GIVEN INSTRUCTION: Locate the line containing "For each instance of the beard, place" in the material below; repeat it and every line after it, exactly as written.

[A run of records]

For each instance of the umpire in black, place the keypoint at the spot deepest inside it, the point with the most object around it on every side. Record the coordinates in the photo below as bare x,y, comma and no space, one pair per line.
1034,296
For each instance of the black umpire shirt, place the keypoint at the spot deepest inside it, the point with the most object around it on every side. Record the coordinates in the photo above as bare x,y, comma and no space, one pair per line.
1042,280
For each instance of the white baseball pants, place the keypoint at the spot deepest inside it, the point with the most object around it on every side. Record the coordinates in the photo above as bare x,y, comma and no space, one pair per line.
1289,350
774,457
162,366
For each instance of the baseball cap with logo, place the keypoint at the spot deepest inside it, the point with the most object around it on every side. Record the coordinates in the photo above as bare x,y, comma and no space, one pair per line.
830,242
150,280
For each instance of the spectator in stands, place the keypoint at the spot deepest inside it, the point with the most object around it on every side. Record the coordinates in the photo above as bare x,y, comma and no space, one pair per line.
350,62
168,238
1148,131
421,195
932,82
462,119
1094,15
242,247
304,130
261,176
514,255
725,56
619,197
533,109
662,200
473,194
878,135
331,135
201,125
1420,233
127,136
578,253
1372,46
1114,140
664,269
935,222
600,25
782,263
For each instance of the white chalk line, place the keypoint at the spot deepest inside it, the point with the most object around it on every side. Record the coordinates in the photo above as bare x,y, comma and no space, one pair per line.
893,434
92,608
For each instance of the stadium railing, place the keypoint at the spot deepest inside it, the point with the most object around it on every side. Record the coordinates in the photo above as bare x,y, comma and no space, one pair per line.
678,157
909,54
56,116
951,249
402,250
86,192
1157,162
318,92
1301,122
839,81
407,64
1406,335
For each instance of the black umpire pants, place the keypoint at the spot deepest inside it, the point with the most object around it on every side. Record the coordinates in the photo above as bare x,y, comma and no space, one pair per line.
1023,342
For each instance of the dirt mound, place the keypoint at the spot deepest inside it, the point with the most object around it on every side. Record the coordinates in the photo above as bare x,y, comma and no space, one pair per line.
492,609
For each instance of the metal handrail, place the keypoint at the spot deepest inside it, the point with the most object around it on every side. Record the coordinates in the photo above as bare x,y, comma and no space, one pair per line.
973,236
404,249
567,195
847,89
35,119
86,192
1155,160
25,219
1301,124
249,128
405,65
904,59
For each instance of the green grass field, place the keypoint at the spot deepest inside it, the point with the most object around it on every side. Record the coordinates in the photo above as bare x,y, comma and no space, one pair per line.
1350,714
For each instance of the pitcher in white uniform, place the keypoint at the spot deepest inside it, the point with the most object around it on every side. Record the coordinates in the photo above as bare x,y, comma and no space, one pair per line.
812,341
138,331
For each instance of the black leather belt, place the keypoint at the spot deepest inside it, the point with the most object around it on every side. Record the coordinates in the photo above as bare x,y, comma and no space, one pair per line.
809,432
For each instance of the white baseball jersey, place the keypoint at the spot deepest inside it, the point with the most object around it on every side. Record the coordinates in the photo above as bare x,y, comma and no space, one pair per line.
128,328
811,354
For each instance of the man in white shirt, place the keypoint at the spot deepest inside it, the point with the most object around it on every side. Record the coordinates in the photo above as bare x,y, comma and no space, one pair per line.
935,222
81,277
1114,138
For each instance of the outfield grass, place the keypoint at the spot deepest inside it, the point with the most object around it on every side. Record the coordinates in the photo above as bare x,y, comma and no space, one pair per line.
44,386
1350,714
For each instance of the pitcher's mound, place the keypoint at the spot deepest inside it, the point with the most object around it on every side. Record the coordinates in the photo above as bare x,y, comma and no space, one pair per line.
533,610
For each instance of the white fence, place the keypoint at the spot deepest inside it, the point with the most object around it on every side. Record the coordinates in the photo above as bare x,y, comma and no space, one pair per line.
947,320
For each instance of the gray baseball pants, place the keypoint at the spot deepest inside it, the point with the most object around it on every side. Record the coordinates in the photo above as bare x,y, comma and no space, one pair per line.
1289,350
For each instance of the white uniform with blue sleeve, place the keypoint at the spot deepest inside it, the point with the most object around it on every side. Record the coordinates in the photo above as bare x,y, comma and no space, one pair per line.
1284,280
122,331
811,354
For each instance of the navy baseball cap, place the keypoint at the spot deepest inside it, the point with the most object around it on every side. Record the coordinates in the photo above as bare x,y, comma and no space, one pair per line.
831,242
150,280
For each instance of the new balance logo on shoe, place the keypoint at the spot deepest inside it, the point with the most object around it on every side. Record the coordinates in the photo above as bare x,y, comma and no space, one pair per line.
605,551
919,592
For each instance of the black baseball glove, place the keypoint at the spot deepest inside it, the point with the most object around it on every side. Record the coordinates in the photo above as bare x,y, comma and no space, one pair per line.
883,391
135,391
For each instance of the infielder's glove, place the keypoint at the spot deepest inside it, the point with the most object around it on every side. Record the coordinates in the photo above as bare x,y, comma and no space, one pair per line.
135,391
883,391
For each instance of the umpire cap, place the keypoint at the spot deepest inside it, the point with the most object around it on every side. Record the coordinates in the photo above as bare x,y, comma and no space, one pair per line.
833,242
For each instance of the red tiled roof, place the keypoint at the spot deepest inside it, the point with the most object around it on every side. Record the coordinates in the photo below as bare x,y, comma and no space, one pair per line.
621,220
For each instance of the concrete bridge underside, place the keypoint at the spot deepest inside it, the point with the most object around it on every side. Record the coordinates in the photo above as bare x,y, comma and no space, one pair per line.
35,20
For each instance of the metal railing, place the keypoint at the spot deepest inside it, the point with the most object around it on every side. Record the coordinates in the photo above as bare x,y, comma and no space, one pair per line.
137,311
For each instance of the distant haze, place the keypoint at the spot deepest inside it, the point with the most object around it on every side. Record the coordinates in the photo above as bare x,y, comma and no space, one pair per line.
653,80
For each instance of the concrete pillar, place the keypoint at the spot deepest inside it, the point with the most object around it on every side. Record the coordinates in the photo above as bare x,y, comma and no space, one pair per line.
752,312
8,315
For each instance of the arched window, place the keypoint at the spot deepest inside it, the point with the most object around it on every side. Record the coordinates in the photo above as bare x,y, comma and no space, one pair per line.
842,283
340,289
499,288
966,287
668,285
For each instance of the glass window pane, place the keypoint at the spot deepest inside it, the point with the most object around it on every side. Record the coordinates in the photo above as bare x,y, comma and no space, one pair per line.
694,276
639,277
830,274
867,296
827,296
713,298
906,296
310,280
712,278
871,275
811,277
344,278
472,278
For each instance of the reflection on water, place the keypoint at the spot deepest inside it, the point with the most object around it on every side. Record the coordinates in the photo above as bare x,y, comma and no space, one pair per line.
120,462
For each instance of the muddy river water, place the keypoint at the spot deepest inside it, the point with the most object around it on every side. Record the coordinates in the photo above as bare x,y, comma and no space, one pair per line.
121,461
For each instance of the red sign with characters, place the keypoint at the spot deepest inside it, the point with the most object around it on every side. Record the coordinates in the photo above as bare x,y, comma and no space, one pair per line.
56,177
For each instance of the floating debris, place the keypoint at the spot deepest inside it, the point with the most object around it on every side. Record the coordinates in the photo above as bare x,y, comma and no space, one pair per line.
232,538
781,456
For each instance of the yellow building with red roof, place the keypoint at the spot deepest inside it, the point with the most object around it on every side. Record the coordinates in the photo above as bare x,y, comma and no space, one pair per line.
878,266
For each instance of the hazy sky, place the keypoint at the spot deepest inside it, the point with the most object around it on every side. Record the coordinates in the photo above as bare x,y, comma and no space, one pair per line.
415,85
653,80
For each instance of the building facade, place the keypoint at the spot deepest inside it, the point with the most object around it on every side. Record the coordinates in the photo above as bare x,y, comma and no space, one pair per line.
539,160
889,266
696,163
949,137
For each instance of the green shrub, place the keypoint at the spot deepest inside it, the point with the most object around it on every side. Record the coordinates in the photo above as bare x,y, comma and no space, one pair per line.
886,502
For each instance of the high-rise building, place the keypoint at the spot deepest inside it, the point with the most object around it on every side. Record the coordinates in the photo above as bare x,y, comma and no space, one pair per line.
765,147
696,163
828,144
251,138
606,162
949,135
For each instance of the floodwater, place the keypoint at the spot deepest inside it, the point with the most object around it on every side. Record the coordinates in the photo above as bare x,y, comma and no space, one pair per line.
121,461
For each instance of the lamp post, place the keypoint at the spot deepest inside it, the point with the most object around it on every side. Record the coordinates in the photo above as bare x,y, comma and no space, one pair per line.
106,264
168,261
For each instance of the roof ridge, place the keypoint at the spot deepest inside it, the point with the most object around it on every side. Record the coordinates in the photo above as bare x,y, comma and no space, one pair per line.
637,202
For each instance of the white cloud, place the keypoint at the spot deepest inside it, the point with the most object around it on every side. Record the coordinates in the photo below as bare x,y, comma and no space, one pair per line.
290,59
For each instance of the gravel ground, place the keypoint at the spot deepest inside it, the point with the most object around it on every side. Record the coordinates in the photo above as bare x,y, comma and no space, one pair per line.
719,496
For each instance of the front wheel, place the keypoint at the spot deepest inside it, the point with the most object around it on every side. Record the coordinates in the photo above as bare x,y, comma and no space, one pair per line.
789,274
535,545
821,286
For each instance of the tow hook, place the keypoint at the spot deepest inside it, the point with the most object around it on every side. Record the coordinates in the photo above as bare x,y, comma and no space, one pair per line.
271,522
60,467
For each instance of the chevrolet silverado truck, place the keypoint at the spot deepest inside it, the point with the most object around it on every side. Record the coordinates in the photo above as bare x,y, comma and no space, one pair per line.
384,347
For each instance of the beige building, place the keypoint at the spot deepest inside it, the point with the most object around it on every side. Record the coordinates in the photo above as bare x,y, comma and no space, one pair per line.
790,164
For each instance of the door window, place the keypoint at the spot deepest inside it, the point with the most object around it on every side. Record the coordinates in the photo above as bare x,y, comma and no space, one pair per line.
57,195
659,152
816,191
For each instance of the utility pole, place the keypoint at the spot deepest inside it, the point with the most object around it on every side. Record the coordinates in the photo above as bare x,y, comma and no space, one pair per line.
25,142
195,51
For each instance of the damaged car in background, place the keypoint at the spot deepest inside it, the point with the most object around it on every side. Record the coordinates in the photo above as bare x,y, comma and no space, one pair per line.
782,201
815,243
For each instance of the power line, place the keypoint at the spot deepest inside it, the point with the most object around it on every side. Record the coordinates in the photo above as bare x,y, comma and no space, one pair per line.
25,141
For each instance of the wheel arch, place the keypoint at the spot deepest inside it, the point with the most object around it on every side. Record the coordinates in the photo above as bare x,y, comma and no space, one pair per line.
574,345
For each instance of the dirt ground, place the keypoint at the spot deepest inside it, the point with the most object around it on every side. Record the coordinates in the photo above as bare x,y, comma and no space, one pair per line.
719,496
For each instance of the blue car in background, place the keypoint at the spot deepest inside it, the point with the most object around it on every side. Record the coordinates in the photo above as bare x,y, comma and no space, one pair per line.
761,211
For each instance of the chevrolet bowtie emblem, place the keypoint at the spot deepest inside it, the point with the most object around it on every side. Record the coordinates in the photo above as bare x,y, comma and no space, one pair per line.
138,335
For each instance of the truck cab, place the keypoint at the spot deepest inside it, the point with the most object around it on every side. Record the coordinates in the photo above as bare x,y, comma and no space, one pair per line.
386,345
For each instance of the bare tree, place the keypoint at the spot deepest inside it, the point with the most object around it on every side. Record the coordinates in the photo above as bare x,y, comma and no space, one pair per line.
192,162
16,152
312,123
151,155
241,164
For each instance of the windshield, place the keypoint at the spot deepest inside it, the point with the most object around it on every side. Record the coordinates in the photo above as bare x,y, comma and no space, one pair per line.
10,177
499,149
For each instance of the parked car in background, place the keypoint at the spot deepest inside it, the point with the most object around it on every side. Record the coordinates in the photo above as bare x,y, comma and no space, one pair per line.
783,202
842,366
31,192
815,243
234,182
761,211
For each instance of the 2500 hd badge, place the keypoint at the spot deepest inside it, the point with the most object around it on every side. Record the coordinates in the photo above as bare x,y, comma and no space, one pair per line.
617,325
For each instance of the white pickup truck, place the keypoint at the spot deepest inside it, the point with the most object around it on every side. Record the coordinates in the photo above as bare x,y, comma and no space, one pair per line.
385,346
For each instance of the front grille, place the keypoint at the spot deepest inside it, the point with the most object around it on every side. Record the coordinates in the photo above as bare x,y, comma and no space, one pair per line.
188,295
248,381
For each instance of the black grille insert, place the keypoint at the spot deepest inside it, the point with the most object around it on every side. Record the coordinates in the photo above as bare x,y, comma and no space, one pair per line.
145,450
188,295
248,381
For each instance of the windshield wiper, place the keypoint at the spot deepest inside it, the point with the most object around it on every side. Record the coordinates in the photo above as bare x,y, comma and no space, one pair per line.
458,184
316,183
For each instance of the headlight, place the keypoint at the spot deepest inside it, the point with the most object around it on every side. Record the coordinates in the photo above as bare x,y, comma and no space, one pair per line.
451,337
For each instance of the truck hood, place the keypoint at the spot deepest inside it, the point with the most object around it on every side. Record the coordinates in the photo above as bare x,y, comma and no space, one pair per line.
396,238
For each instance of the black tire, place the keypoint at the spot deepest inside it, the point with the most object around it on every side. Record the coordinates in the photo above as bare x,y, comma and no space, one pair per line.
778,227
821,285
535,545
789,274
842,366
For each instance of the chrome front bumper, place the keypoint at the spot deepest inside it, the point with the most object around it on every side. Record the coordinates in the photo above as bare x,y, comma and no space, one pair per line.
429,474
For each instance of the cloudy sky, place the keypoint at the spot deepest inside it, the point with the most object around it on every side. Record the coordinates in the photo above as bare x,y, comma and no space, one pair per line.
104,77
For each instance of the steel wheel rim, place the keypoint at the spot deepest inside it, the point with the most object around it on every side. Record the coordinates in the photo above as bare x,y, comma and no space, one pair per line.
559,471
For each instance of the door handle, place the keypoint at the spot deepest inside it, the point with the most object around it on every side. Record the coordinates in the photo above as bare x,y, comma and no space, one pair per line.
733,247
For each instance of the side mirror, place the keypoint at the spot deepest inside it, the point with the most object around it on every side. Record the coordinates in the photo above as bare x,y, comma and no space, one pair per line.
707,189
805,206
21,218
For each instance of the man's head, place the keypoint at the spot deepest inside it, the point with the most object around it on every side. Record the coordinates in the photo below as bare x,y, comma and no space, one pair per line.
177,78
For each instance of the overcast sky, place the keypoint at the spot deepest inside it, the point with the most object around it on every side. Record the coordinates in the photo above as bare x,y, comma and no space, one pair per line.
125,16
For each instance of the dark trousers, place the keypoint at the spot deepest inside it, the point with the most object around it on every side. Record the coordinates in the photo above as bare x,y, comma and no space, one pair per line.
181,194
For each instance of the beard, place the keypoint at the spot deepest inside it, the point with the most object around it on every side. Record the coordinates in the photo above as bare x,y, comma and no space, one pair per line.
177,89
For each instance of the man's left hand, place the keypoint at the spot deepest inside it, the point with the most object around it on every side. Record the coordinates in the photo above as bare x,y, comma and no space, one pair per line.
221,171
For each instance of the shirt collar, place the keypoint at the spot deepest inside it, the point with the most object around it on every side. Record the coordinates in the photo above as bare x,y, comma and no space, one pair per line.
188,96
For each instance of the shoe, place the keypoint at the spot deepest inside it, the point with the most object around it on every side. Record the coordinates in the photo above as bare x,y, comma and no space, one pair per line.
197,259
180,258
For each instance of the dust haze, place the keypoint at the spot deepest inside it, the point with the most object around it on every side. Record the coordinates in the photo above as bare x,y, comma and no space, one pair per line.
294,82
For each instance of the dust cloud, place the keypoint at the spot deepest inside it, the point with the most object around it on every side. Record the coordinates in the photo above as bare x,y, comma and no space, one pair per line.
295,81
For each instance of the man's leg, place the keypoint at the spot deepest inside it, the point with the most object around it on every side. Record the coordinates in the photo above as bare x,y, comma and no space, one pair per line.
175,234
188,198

SOLVED EXERCISE:
For each instance of the beard, place the keypoint at the spot deepest inside it, the point with the most object around it on every side. Record the coordinates in the photo above as bare x,y, comma and no space, one pair per line.
177,89
For each instance of the man's left hand, place the keypoint at the spot deepest inside it, the point with the most object around it on every side. Record the coordinates in the photo above as bare x,y, comma and no space, one pair per line.
221,171
For each instance of the shirt collar, place the keypoint at the spot deepest inside it, the point with the most object around it on every side. Record the coordinates in the photo above as bare x,y, comma and no space, one pair per line.
188,96
For each instance of the shoe, place the keypoint at the spot deepest inside it, the point with the most object around it on every side. Record the coordinates in the photo above as bare x,y, comma and no space, one pair per line.
197,259
180,258
For each instance of the dust haze, place the keypoint at the spot deepest inside it, the point with the most object around it on every side. Record the coordinates in the photo above as bare x,y, comma and no space, one pair per line.
294,82
For each instance of the dust cloud, place the keypoint at the spot deepest inside it, the point with the most object around it on every side. Record the coordinates in the photo above as bare x,y, comma and no space, one pair per line.
295,81
For each instance of the man's leg, place the keypoint at the spot deepest inside it, the point with the most object around it on every side. Record the coordinates in the photo above as bare x,y, comma and no space, one pair per line.
175,234
188,198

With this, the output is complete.